-- Start STORED RECORDS --
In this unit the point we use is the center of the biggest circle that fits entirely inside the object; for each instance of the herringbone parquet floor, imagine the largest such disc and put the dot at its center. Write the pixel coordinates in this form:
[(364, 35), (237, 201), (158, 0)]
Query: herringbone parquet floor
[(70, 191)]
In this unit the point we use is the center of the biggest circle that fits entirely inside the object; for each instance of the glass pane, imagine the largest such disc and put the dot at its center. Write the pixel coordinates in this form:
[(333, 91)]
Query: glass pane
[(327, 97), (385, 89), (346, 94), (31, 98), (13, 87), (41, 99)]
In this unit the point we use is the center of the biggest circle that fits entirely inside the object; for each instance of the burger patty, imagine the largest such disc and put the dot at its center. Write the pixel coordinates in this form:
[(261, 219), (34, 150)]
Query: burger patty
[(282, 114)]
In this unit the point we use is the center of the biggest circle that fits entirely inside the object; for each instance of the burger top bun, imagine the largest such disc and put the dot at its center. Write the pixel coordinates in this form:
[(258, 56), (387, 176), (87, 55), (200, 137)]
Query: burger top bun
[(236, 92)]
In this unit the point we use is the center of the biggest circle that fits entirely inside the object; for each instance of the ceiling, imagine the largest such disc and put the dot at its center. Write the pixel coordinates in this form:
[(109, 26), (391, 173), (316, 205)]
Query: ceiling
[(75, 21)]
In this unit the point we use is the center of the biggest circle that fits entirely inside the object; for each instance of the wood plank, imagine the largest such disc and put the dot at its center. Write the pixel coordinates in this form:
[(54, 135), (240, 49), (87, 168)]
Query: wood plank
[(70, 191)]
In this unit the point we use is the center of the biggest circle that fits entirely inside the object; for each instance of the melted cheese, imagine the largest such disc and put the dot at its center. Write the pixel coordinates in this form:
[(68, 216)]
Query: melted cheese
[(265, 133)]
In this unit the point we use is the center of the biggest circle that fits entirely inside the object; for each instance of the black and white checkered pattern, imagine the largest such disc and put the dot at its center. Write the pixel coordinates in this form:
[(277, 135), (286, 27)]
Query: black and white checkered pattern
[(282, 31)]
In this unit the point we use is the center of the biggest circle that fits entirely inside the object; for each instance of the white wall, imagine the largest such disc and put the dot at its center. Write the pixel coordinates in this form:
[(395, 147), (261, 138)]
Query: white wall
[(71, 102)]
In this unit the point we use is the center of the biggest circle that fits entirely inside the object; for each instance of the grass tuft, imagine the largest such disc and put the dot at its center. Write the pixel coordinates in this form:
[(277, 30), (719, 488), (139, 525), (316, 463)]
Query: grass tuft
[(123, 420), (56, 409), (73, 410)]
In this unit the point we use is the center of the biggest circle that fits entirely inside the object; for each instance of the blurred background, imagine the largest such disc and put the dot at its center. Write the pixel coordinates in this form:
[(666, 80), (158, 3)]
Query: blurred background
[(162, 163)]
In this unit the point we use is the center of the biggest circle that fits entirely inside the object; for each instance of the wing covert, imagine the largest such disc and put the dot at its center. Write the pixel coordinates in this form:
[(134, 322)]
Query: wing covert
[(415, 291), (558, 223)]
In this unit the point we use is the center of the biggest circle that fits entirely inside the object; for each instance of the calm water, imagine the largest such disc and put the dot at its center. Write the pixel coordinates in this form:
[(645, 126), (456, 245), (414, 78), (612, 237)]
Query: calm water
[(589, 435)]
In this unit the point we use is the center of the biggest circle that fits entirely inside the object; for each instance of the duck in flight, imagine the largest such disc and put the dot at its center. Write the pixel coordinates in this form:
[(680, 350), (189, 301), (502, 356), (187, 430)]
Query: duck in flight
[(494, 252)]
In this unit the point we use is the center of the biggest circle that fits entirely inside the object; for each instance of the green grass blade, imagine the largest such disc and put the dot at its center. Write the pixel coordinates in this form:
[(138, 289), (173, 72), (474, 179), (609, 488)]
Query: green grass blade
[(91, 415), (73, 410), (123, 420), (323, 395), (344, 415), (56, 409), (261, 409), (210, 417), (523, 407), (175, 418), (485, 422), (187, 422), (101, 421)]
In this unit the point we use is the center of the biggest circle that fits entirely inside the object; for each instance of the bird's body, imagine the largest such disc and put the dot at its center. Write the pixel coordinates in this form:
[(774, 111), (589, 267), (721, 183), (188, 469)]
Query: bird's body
-- End STORED RECORDS --
_TASK GOAL_:
Write every record out again, unaltered.

_WORKED SOLUTION_:
In this unit the point we use is the center of the biggest circle that fits entirely inside the object; for each instance of the herringbone parquet floor, imagine the largest such disc and put the dot at its center. Write the pixel coordinates in this form:
[(364, 35), (237, 201), (158, 0)]
Query: herringbone parquet floor
[(70, 191)]
In this unit the point we use is the center of the biggest circle that fits entirely inside the object; for each instance of the glass pane, imagine the largest such disc and put the dot at its center. Write the pixel coordinates in this form:
[(333, 91)]
Query: glass pane
[(327, 97), (385, 89), (346, 94), (31, 98), (13, 87), (41, 99)]
In this unit the point we use is the center of the biggest circle that fits entirely inside the object; for each instance of the burger patty, imagine the largest such disc and put the dot at its center. Write the pixel coordinates in this form:
[(261, 219), (34, 150)]
Query: burger patty
[(282, 114)]
In this unit the point we use is the center of the biggest circle that fits entirely inside the object; for each instance of the burger top bun, imagine the largest such disc and put the dot at its center. Write the pixel coordinates in this form:
[(258, 56), (387, 176), (87, 55), (200, 137)]
Query: burger top bun
[(236, 92)]
In this unit the point we use is the center of the biggest circle that fits entirely inside the object; for each instance of the ceiling, imagine the largest such disc and put the dot at its center. Write the pixel coordinates in this form:
[(109, 26), (391, 173), (316, 205)]
Query: ceiling
[(75, 21)]
In this unit the point we use is the center of the biggest circle that fits entirely inside the object; for each instance of the wood plank, imagine the largest such disc and put the dot at its center. Write the pixel coordinates in this form:
[(54, 135), (240, 49), (87, 168)]
Query: wood plank
[(70, 191)]
In this unit the point we use is the center of the biggest circle that fits entirely inside the object; for each instance of the melted cheese, imagine the largest such disc and put the dot at its center. Write the pixel coordinates in this form:
[(68, 216)]
Query: melted cheese
[(265, 133)]
In this unit the point we use is the center of the biggest circle that fits entirely inside the object; for each instance of the black and white checkered pattern, imagine the largest such disc and put the dot at its center. Write the pixel coordinates in this form:
[(277, 135), (286, 27)]
Query: black and white checkered pattern
[(282, 31)]
In this unit the point we use is the center of the biggest circle that fits entirely inside the object; for each instance of the white wall, imagine the largest such disc and put the dot at its center. Write the pixel coordinates in this form:
[(395, 147), (261, 138)]
Query: white wall
[(71, 102)]
In this unit the point we use is the center of the biggest circle that fits entirely inside the object; for each instance of the grass tuft, imagine the largest such disc and put the dot at its center. Write the pixel coordinates in this form:
[(277, 30), (719, 488), (139, 525), (316, 463)]
Query: grass tuft
[(123, 420), (56, 409), (73, 410)]
In this unit the point we use is the center of the biggest circle that fits entirely inside the object; for each instance of the blurred background, imagine the largest such disc and put the dot at its center. Write the pixel coordinates in this form:
[(666, 80), (158, 3)]
Query: blurred background
[(162, 163)]
In this unit the point we use is the center of the biggest circle that fits entirely inside the object; for each instance of the wing covert, imagine the largest such disc and put the dot at its center. Write the pixel coordinates in this form:
[(134, 322)]
Query: wing covert
[(415, 291), (558, 223)]
In this unit the point we use is the center of the biggest circle that fits entirely inside the object; for each instance of the calm water, imagine the largest such disc and put the dot at its center. Write the pixel coordinates in this form:
[(645, 126), (456, 245), (414, 78), (612, 237)]
Query: calm water
[(589, 435)]
In this unit the point we use is the center of the biggest circle that fits entirely inside the object; for each instance of the duck in flight, imagine the largest such disc and put the dot at its center. Write the pixel coordinates in this form:
[(680, 350), (189, 301), (502, 356), (187, 430)]
Query: duck in flight
[(494, 252)]
In this unit the point we use is the center of the biggest circle that fits entirely inside the object; for each instance of the green grass blade, imagine the largest such disc and put the dot at its center. Write the pixel coordinates in this form:
[(138, 289), (173, 72), (474, 179), (609, 488)]
Query: green grass blade
[(91, 415), (73, 410), (123, 420), (323, 395), (344, 415), (56, 409), (261, 409), (210, 417), (523, 407), (175, 418), (485, 422), (187, 422), (101, 421)]
In this unit the point we use is the center of the biggest circle that fits entirely inside the object; for each instance of the bird's body, imagine the largest such disc and put the dot at its center. Write the pixel coordinates in this form:
[(774, 111), (589, 267), (721, 183), (188, 469)]
Query: bird's body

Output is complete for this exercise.